- WHAT YOU NEED TO DO -
**1.** In the film article, which actor plays the title role?
**2.** Continue the article on the 1969 Western Young Billy Young from the point where it stops.

- Theatrical release poster
- Directed by: Burt Kennedy
- Screenplay by: Burt Kennedy
- Based on: Who Rides with Wyatt by Will Henry
- Produced by: Max E. Youngstein
- Starring: Robert Mitchum Angie Dickinson Robert Walker Jr. David Carradine Jack Kelly Paul Fix
- Cinematography: Harry Stradling Jr.
- Edited by: Otho Lovering
- Music by: Shelly Manne
- Production company: Talbot-Youngstein
- Distributed by: United Artists
- Release dates: September 17, 1969 (Denver, Colorado); October 15, 1969 (United States);
- Running time: 89 minutes
- Country: United States
- Language: English

= Young Billy Young =

1969 film by Burt Kennedy

Young Billy Young is a 1969 Western film in Deluxe Color starring Robert Mitchum and featuring Angie Dickinson, Robert Walker Jr. (in the title role), David Carradine, Jack Kelly (who plays a villain dressed like his character Bart Maverick in the television series Maverick), Deana Martin (in her screen debut) and Paul Fix. The story was based on a 1955 novel by Heck Allen titled Who Rides with Wyatt (written pseudonymously as Will Henry) and the screenplay was by Burt Kennedy; the film was directed by Kennedy. He called it "a bad picture".

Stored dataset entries
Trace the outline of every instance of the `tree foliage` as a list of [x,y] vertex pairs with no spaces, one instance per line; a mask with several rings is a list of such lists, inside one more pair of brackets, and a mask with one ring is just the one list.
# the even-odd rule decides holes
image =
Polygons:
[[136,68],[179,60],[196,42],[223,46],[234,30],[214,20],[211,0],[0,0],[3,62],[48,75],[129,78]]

- WRITTEN ANSWERS -
**1.** Robert Walker Jr.

**2.**
==Plot==
On the trail, Ben Kane, a former Dodge City lawman, comes across Billy Young, who has no horse and was abandoned by partner Jesse Boone soon after their killing of a Mexican general and his staff.

Kane lets young Billy accompany him to a town in New Mexico where he has a job waiting for him as deputy sheriff. Kane's real aim is to find the man who murdered his son.

In town, Kane learns from dance-hall girl Lily Beloit that two men who run the town, John Behan and Frank Boone, secretly intend to gun down Kane first chance they get. Frank Boone may be the one Kane is looking for, but Jesse, who is Frank's son, lands in jail first, accused of shooting Doc Cushman.

Kane and Lily become lovers. Billy, meanwhile, springs Jesse from jail, but feels guilty once Lily reveals to him what happened to Kane's son. After he deals with Behan and the older Boone, the deputy turns in his badge, but recommends Billy for the job.

==Cast==
- Robert Mitchum as Deputy Ben Kane
- Angie Dickinson as Lily Beloit
- Robert Walker Jr. as Billy Young
- David Carradine as Jesse Boone
- Jack Kelly	as John Behan
- John Anderson as Frank Boone
- Paul Fix as Charlie (stagecoach driver)
- Willis Bouchey as Doc Cushman
- Parley Baer as Bell
- Robert Anderson as Gambler (billed as Bob Anderson)
- Rodolfo Acosta as Rurales officer
- Deana Martin as Evvie

==Production==
Young Billy Young was filmed on location at Old Tucson, Arizona.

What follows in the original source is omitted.